● PASSAGE GIVEN
╔══

At one point in my professional career, however, I did some teaching, serving as an adjunct professor of statistics at the University of Arizona in Tucson, Arizona.  At the risk of being immodest, I did quite well at it.  One of the courses that I taught was the required undergraduate statistics course for all students of business, public administration, and management information systems (the other was a graduate course in sample survey design and analysis).  The classes were quite large – I taught two sessions of 250 students each (I gave the lectures and set the examinations; I had five teaching assistants who discussed homework in small classes).  At the U of A, all professors are evaluated by their students at the end of each semester.  An overwhelming percentage of my students rated me as “One of the best,” “Excellent,” or “Good.”  Following are a sample of written comments from students, on the evaluation forms:

Dr. Caldwell is an excellent lecturer.

Very well prepared.  I liked the way he summarized what we did in the previous class at the beginning of each class.

Caldwell gave very good examples; he made a hard course easier to understand.

Always prepared.  Very thorough examinations.  Summary at beginning of class.

Instructor was very clear and cared about his teaching..

He understood and explained material well.

Very fluent and he was well prepared for class meetings, reasonable reviews.

Gave good examples which prepared me very well for tests.

Very well prepared, always on time.  Very good, organized teacher.

Did a good job in explaining and presenting his lecture.

Instructor was always prepared for calss and gives very good explanations about the subject.

Well prepared, easy to understand (good speaking voice and delivery).

Organized, brings material across very well.  One of the best instructors at the U of A.

The instructor is very good.  He is easy to understand and gives good examples of the concepts.

Mr. Caldwell gives clear explanations to the problems.  I feel as though he is an excellent instructor.  He is also very polite.

He was always enthusiastic about teaching.  Gave clear lectures of difficult-to-understand material.

The instructor had a well organized presentation.

He did a good job explaining difficult concepts.

I liked this course!  Very interesting.

Mr. Caldwell was very prepared and understandable.  I would recommend other students to have him as a teacher.

 

In addition to university teaching, I developed and marketed a popular commercial short-course entitled, Sample Survey Design and Analysis, which I presented in various cities and to the Bureau of Labor Statistics of the US Bureau of the Census.

╚══

● RECORDS SHOWN
╔══

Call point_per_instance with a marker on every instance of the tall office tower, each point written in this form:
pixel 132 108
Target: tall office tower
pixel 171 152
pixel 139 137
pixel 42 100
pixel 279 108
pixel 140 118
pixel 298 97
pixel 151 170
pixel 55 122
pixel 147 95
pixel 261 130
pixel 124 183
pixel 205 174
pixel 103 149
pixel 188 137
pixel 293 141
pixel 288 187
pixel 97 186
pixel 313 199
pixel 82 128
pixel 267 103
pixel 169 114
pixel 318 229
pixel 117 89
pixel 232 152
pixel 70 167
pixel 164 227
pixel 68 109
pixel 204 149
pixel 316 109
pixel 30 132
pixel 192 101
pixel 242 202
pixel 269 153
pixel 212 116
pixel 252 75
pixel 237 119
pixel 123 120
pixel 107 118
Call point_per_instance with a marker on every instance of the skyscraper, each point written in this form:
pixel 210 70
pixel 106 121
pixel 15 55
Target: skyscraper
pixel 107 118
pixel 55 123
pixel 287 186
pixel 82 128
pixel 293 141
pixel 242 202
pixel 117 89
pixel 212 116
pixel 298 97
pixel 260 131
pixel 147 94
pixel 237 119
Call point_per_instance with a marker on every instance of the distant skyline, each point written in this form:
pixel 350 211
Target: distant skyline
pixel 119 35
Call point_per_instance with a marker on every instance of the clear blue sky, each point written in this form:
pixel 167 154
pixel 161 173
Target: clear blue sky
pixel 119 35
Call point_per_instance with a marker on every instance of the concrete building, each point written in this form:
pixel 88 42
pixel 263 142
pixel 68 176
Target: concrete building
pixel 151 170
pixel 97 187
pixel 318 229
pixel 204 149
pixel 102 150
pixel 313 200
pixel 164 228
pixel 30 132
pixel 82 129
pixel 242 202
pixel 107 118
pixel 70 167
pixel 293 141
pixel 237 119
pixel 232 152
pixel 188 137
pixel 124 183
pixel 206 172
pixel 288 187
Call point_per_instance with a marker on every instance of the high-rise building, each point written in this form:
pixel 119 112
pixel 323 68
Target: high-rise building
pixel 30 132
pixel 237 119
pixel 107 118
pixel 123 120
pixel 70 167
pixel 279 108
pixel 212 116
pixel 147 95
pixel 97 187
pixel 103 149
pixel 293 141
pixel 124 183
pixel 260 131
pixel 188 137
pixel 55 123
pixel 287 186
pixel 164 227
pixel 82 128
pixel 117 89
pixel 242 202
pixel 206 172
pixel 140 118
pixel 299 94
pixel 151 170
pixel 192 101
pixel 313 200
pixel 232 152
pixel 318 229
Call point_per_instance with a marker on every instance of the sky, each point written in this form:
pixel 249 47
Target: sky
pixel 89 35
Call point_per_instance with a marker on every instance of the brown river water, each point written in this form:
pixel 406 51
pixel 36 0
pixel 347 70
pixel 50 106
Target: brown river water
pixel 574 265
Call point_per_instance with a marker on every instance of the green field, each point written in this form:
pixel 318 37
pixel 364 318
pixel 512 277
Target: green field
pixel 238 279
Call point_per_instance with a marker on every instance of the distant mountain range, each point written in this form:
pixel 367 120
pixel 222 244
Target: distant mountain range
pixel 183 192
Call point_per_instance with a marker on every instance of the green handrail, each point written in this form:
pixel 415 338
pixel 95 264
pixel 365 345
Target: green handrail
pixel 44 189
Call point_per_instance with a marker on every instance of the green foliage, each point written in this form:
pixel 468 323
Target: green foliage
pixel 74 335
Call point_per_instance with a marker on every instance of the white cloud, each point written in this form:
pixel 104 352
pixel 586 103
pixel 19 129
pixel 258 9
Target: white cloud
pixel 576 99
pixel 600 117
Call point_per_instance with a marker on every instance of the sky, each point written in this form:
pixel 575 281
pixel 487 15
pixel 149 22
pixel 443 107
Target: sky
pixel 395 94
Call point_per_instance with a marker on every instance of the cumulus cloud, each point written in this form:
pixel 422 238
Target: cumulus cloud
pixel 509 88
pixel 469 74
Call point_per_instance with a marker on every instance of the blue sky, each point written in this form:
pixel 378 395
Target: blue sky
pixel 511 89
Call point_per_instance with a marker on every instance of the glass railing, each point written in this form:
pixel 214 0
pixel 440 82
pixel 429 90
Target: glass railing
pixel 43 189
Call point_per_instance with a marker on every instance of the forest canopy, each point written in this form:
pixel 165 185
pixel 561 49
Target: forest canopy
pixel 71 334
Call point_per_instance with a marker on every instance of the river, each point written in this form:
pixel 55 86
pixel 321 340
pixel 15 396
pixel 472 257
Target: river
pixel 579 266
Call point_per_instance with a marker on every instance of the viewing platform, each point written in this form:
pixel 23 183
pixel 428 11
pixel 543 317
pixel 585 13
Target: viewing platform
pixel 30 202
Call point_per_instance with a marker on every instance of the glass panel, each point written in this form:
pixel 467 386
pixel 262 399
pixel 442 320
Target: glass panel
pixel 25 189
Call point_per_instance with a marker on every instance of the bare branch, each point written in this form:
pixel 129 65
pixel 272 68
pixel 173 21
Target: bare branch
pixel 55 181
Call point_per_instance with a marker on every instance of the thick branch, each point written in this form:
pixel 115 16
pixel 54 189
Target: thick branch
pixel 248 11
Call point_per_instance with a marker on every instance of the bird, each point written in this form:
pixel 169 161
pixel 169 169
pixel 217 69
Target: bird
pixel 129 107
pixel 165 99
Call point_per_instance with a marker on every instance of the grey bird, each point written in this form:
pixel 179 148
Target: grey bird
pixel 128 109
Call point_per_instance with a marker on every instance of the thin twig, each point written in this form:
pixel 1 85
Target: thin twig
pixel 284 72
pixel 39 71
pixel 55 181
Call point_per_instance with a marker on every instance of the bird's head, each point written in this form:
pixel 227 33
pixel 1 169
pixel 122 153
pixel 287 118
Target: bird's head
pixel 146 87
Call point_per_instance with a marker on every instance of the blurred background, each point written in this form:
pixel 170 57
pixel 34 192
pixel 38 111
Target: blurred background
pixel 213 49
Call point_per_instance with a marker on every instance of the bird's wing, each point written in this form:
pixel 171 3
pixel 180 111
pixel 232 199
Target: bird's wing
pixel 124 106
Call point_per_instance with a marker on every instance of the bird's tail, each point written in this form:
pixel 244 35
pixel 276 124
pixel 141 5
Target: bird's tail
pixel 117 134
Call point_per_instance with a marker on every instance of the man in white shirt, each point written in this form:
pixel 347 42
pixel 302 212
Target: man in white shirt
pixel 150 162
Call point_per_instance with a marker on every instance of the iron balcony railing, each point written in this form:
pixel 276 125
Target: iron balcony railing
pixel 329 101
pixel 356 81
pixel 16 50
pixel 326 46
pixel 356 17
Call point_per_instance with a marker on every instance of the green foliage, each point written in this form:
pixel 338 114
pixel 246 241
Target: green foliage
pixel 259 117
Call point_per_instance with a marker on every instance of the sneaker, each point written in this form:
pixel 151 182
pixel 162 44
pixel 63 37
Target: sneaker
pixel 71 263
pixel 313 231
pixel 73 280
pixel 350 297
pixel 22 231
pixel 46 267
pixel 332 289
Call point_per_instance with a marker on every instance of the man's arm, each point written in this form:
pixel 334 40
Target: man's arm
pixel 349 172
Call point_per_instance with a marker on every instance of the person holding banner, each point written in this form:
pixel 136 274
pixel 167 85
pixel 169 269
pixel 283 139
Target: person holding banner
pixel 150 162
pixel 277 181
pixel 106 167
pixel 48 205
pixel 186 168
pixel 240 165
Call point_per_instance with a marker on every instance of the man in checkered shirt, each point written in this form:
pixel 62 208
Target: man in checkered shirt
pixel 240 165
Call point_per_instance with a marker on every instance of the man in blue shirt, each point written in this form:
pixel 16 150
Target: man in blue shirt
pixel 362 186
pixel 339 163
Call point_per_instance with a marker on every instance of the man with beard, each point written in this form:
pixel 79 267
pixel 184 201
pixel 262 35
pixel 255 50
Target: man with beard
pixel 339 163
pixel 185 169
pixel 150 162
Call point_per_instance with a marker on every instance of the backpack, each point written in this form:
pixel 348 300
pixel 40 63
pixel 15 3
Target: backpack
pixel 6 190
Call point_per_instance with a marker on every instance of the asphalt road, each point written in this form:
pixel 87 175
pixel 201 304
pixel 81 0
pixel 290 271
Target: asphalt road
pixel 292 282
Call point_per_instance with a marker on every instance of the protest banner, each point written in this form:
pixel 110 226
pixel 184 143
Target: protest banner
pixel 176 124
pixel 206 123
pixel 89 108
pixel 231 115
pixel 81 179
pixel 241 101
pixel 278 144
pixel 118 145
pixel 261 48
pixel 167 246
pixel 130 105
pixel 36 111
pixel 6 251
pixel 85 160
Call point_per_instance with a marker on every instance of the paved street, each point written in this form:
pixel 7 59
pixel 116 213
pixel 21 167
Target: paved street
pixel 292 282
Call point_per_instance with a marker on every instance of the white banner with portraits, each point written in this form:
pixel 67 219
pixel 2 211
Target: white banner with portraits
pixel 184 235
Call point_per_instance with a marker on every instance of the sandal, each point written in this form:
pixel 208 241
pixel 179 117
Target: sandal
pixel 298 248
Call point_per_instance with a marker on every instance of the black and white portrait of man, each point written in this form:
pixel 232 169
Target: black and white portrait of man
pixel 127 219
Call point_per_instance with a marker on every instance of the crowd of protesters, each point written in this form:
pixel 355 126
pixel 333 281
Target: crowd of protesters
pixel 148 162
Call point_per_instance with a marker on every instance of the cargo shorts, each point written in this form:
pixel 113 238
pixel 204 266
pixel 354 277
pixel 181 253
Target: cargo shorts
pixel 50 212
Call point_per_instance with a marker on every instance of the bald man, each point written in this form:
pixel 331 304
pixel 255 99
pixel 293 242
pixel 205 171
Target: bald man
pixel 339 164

╚══

● EXERCISE REQUIREMENTS
Carry on the career account about teaching statistics, beginning right after its final sentence about the survey short-course.

● THE RESULT
 

In summary, I have demonstrated skills in education – a primary ingredient in the mission of preparing the planet for a minimal-regret population.

 

My skills in strategic planning

 

I have spent a considerable portion of my career in the area of strategic planning.  Much of this was in the area of ballistic missile warfare.  In this application area, my approach was to develop a mathematical representation, or model, of the real world, and derive strategies that were optimal with respect to the model.  More specifically, I formulated missile warfare as a resource-constrained game (zero-sum or general-sum, depending on the application), and used the Everett-Pugh Generalized Lagrange Multiplier (GLM) methodology to determine a solution.

 

In most realistic games, the players employ randomized strategies.  They are aware of the resources available to the enemy, but not of his strategy for employment or deployment of his resources.

 

In addition to strategic planning, I have directed projects in modeling of tactical warfare (e.g., tactical air warfare in theater-level operations).  I have also developed and exercised war-game models, and participated in war gaming exercises (at the Naval War College).

 

My skills in psychology (in the broad sense)

 

One of the important areas in effecting change from our current planetary management system to a rational one is that of psychology.  As I indicated above, I use this term loosely to include a wide range of intellectual, mental, emotional, and spiritual areas.  If the global population is to be mobilized to support a move to a minimal-regret population (or other) system, it will be necessary not only to educate them in the benefits of this approach, but to motivate them to act to bring it about and maintain it.  As a professional teacher (professor), I have demonstrated skills in education and in motivating students to learn.  With respect to the motivation of global populations to change, I have essentially no direct experience.  I have fairly wide knowledge of many areas dealing with the mind, such as motivation, religion, meditation, philosophy, and spirituality, but I am not a political or religious leader.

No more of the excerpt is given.